─── Input rows

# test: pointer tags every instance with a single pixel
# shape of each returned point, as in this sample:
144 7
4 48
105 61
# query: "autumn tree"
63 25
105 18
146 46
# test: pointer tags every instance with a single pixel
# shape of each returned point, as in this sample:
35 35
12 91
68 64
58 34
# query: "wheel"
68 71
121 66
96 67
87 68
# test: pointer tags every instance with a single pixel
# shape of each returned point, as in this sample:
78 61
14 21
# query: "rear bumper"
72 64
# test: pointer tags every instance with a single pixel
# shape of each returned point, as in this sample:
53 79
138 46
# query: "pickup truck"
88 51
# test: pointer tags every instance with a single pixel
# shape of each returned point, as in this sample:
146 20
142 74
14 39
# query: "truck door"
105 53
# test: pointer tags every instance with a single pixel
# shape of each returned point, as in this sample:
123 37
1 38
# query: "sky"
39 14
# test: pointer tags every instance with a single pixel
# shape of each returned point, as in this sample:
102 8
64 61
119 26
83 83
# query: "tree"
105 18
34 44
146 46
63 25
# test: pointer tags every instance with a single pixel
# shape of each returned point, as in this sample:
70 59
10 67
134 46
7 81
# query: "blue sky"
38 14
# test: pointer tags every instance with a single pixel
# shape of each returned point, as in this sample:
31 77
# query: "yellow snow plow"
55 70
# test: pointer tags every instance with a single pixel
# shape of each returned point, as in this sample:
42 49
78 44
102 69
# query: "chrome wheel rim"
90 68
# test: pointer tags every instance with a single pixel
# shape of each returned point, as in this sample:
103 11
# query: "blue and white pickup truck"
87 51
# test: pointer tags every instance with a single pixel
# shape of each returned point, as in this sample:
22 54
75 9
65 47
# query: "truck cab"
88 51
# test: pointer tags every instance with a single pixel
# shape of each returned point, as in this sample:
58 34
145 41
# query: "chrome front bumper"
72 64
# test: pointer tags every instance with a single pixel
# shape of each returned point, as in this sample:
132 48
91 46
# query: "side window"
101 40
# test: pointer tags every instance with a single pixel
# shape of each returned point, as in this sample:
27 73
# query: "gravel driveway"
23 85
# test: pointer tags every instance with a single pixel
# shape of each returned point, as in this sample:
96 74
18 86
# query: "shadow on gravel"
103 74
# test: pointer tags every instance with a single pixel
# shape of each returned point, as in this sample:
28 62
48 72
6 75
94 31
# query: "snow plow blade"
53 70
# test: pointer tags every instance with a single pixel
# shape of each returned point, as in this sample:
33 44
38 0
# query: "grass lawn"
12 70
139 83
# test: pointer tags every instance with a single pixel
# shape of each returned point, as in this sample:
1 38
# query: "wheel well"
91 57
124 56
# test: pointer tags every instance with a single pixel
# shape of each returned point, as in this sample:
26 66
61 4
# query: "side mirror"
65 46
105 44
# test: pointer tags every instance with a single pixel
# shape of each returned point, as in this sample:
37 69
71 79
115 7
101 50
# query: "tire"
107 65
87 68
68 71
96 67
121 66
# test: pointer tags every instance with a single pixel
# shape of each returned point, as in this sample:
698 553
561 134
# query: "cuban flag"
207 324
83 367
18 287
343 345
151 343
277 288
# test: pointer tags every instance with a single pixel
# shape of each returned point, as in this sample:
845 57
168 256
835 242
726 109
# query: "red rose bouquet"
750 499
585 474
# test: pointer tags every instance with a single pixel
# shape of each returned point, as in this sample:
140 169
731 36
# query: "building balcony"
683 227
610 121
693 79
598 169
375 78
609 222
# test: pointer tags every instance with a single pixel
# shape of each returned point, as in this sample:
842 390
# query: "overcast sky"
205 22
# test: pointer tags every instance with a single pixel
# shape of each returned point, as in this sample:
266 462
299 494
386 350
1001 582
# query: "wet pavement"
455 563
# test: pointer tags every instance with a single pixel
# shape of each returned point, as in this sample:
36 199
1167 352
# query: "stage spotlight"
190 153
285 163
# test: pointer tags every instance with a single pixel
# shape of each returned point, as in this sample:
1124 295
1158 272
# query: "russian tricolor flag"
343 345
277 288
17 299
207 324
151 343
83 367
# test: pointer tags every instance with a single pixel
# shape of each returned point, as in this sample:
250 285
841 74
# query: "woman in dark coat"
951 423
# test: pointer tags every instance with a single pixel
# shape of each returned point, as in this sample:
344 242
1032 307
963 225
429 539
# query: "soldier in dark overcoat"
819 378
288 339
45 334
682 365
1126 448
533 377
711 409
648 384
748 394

──────

== Goal of the exercise ==
Copy out all of the data exactly, leaving nothing out.

== Written solution ==
# test: pointer tags every instance with a single pixel
# shape of each returned point, as in this sample:
144 7
4 48
105 61
# query: "autumn tree"
63 25
105 18
146 46
# test: pointer tags every instance with a single pixel
# shape of each returned point, as in this sample:
35 35
12 91
68 64
58 34
# query: "wheel"
68 71
121 66
96 67
87 68
# test: pointer tags every instance with a single pixel
# shape of each returned point, as in this sample:
78 61
14 21
# query: "rear bumper"
72 64
# test: pointer tags every instance with a single pixel
# shape of each returned point, as in this sample:
53 79
138 46
# query: "pickup truck"
88 51
# test: pointer tags every instance with a single pixel
# shape of each returned point, as in this sample:
146 20
142 74
14 39
# query: "truck door"
105 53
# test: pointer tags every instance with a single pixel
# shape of each returned point, as in this sample:
123 37
1 38
# query: "sky"
39 14
# test: pointer tags every instance with a single pixel
# shape of each returned point, as in this sample:
102 8
64 61
119 26
83 83
# query: "tree"
105 18
34 44
146 46
63 25
# test: pointer tags every instance with a single pixel
# shape of each returned point, as in this sample:
70 59
10 67
134 46
7 81
# query: "blue sky"
38 14
# test: pointer tags every instance with a single pixel
# shape of each returned point, as in this sample:
31 77
# query: "yellow snow plow"
55 70
# test: pointer tags every instance with a single pixel
# shape of each returned point, as in this sample:
42 49
78 44
102 69
# query: "chrome wheel rim"
90 68
# test: pointer tags every instance with a single pixel
# shape of each returned point, as in this sample:
103 11
# query: "blue and white pickup truck"
87 51
# test: pointer tags every instance with a single pixel
# shape of each returned point, as in this sample:
22 54
75 9
65 47
# query: "truck cab"
88 51
# test: pointer tags every instance with a single pixel
# shape of each returned point, as in this sample:
58 34
145 41
# query: "chrome front bumper"
72 64
# test: pointer tags every instance with a single pixel
# shape of each returned point, as in this sample:
132 48
91 46
# query: "side window"
101 40
# test: pointer tags every instance with a single pixel
# shape of each returned point, as in this sample:
27 73
# query: "gravel driveway"
23 85
# test: pointer tags every instance with a single pixel
# shape of each returned point, as in this sample:
96 74
18 86
# query: "shadow on gravel"
103 74
# test: pointer tags every instance with a single pixel
# shape of each returned point, as in this sample:
28 62
48 72
6 75
94 31
# query: "snow plow blade"
53 70
# test: pointer tags every instance with a single pixel
# shape of each returned point, as in this sample:
33 44
38 0
# query: "grass lawn"
12 70
139 83
# test: pointer tags every instance with a single pixel
# shape of each returned point, as in this sample:
1 38
# query: "wheel well"
91 57
124 56
# test: pointer tags every instance with a single pixel
# shape of each returned point, as in this sample:
26 66
61 4
# query: "side mirror"
65 46
105 44
# test: pointer tags every instance with a single pixel
# shape of each returned point, as in this sample:
37 69
71 79
115 7
101 50
# query: "tire"
107 65
87 68
68 71
96 67
121 66
# test: pointer tags every instance with a single pixel
# shape of each returned point, as in this sample:
698 553
561 134
# query: "cuban flag"
207 324
83 367
18 287
343 345
151 343
277 288
# test: pointer tags every instance with a single pixel
# shape of each returned point, as in this sample:
845 57
168 256
835 242
726 109
# query: "red rose bouquet"
750 499
585 474
# test: pointer tags every instance with a single pixel
# shape of each returned point, as in this sample:
140 169
731 36
# query: "building balcony"
683 227
610 121
693 79
598 169
375 78
609 222
# test: pointer tags every instance with a single pixel
# shape of each returned point, as in this sample:
842 390
# query: "overcast sky"
205 22
# test: pointer tags every instance with a single pixel
# shape of each returned point, as in this sample:
266 462
299 494
386 350
1001 582
# query: "wet pavement"
455 563
# test: pointer tags every instance with a single pixel
# shape of each returned point, as in this sample:
36 199
1167 352
# query: "stage spotlight"
190 153
285 163
# test: pointer tags every instance with a single pixel
# shape of each returned point, as in this sample:
1124 295
1158 272
# query: "russian tricolor flag"
343 345
277 288
17 299
207 324
151 343
83 367
# test: pointer tags every instance with a single pixel
# shape of each returned point, as in this sample:
250 285
841 74
# query: "woman in dark coat"
951 423
# test: pointer tags every instance with a single pixel
# shape of each returned point, as in this sample:
344 242
1032 307
963 225
429 539
# query: "soldier in dark overcoat"
819 378
288 339
45 334
682 365
1126 448
533 377
711 409
648 384
748 394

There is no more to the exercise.